== Segment start ==

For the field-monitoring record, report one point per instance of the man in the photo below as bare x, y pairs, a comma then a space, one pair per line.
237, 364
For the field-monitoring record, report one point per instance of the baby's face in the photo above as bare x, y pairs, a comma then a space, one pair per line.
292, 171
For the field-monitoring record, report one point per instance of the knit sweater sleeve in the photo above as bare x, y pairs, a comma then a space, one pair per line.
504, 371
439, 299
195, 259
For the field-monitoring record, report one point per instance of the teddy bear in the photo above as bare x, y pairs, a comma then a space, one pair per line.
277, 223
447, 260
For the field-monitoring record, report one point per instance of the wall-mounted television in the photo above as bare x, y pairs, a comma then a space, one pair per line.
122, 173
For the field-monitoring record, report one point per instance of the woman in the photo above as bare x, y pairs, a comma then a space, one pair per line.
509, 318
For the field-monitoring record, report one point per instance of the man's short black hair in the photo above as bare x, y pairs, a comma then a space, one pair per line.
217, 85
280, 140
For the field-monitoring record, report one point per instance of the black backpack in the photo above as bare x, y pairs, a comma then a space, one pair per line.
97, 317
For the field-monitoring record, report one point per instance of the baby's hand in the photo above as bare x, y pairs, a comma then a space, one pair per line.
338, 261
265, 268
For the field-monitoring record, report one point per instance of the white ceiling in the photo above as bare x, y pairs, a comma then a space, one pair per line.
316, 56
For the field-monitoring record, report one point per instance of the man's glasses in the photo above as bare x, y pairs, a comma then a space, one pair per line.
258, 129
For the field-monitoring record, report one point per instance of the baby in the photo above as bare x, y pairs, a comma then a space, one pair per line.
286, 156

== Segment end ==

[Requirement] Where the line containing "the man's glasses" appears in the records above, begin copying and continue through the last line; copy each line exactly and include no others.

[Answer]
For the field-monitoring record, report one point per instance of the man's glasses in the photo above as bare x, y pairs, a comma then a space, one pair per line.
258, 129
For the field-monitoring record, report one point per instance of the baby in the photo above as bare x, y pairs, a comma then a space, one pair per line.
286, 156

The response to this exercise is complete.